* Task objective *
Answer these questions from the forum thread on haplotype mismatches:
1. What share of the sequencing data does each of the two haplotypes make up?
2. Besides base quality scores, which two properties of the reads showing the minor allele does the first reply name as useful?
3. What was combined for sequencing?

Question

How to tell the mismatches come from sequencing errors or a different haplotype?

0

Entering edit mode

6.9 years ago

chjiao3456 ▴ 40

Hi everyone, I have a next-generation sequencing data set of two haplotypes. One is of 95% and the other one is only 5% of the sequencing data. I used assembly methods to get the dominant haploytpe, and then I mapped the raw reads to the assembled contigs. Since the sequence similarity between two haplotypes is high, I am wondering how can I tell the mismatches between reads and the references coming from sequencing errors or the minor haplotype?

Of course the sequencing error rate and the sequence difference between two haplotypes are different. In addition, sequencing errors tend to be random. However, I do need a probability or statistics model to model this problem and figure out a theoretical sound solution. For example, if multiple reads mapped have the same mismatch on the same position of the reference, this mismatch highly possible comes from the minor haplotype. A hypothesis testing method?

sequencing haplotype mismatches • 1.7k views

ADD COMMENT • link 6.9 years ago by chjiao3456 ▴ 40

0

Entering edit mode

The base quality scores at the location in question are also useful, as well as some other factors like whether the reads indicating the minor allele are properly paired, include different orientations, and various other factors. I suggest you use a variant-caller that models some of these things and get its opinion. If your data has different barcodes for the different haplotypes this should be straightforward, but it's not clear to me what you mean by data with 95% of one haplotype and 5% from the other.

ADD REPLY • link 6.9 years ago by Brian Bushnell 20k

0

Entering edit mode

Thanks for your suggestions. The 95% and 5% mean the percentage of reads number corresponding to the dominant and minor haplotypes, respectively. Unfortunately, there are no barcodes for the two haplotypes.

ADD REPLY • link 6.9 years ago by chjiao3456 ▴ 40

0

Entering edit mode

I guess what I don't understand is how you have this ratio of haplotypes. Is this a combination of two strains of bacteria in a culture, for example?

ADD REPLY • link 6.9 years ago by Brian Bushnell 20k

0

Entering edit mode

Yes, similar like that. Two strains of HIV-1 virus are combined for sequencing.

ADD REPLY • link 6.9 years ago by chjiao3456 ▴ 40

0

Entering edit mode

Ah, I see. Yes, a variant-caller capable of handling low-frequency variants or arbitrary ploidy should help in this situation.

ADD REPLY • link 6.9 years ago by Brian Bushnell 20k

* Provided material *
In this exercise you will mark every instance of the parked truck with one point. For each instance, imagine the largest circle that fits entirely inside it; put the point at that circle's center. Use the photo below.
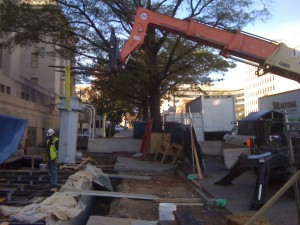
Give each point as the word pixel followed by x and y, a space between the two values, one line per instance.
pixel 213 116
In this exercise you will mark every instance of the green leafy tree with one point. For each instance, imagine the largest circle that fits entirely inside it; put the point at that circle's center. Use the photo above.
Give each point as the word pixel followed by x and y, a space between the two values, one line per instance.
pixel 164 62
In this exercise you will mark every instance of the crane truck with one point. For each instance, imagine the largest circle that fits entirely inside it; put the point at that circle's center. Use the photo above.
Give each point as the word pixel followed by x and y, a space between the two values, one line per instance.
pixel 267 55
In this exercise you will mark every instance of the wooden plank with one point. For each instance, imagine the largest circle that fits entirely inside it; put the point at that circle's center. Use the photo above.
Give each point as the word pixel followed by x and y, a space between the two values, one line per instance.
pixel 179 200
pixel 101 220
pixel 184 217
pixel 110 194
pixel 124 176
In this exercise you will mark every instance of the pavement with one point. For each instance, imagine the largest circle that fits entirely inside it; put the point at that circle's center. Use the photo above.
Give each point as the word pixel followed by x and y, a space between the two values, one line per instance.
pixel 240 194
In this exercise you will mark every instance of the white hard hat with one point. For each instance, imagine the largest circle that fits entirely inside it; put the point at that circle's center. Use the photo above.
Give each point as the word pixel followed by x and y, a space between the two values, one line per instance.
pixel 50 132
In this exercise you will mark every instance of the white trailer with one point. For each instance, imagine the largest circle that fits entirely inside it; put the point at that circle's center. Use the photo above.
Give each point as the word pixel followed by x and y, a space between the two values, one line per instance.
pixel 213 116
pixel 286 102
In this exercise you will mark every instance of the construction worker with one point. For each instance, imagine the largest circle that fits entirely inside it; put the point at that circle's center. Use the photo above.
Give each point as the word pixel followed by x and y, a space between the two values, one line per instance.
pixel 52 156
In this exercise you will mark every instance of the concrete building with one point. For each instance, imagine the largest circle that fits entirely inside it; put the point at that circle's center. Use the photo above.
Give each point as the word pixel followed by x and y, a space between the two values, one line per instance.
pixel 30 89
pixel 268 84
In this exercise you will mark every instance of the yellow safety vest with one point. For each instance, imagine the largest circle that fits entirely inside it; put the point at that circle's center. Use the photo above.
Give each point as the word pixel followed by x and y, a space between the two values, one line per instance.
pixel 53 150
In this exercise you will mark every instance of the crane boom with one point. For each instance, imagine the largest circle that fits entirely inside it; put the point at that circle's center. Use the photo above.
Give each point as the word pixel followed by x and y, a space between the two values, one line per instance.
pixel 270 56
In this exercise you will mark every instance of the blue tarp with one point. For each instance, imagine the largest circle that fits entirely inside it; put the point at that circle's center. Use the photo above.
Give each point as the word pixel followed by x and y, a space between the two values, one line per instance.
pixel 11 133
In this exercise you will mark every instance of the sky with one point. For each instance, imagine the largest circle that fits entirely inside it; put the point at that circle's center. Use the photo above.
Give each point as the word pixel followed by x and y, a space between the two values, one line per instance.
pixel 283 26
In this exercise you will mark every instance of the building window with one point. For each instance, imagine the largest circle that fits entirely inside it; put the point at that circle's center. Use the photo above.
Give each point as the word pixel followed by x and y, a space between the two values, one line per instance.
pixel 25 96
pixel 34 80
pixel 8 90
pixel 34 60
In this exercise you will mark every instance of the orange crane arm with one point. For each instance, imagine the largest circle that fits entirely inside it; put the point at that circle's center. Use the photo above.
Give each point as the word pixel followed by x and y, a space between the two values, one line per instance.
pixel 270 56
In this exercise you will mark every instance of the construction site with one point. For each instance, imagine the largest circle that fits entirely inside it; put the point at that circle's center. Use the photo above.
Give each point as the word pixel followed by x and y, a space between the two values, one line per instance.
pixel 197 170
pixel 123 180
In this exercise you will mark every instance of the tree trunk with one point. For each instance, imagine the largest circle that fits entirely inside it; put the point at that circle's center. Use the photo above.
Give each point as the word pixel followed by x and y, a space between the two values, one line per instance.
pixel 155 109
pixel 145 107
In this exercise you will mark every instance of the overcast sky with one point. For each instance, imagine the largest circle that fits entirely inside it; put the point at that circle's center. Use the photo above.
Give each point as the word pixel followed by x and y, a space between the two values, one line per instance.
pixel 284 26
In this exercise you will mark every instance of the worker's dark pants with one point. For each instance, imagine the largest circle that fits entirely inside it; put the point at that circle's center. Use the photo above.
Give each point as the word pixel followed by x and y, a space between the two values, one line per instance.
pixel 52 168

* Result of this exercise *
1. One haplotype makes up 95% of the reads and the other makes up 5%.
2. Whether those reads are properly paired and whether they include different orientations.
3. Two strains of HIV-1 virus.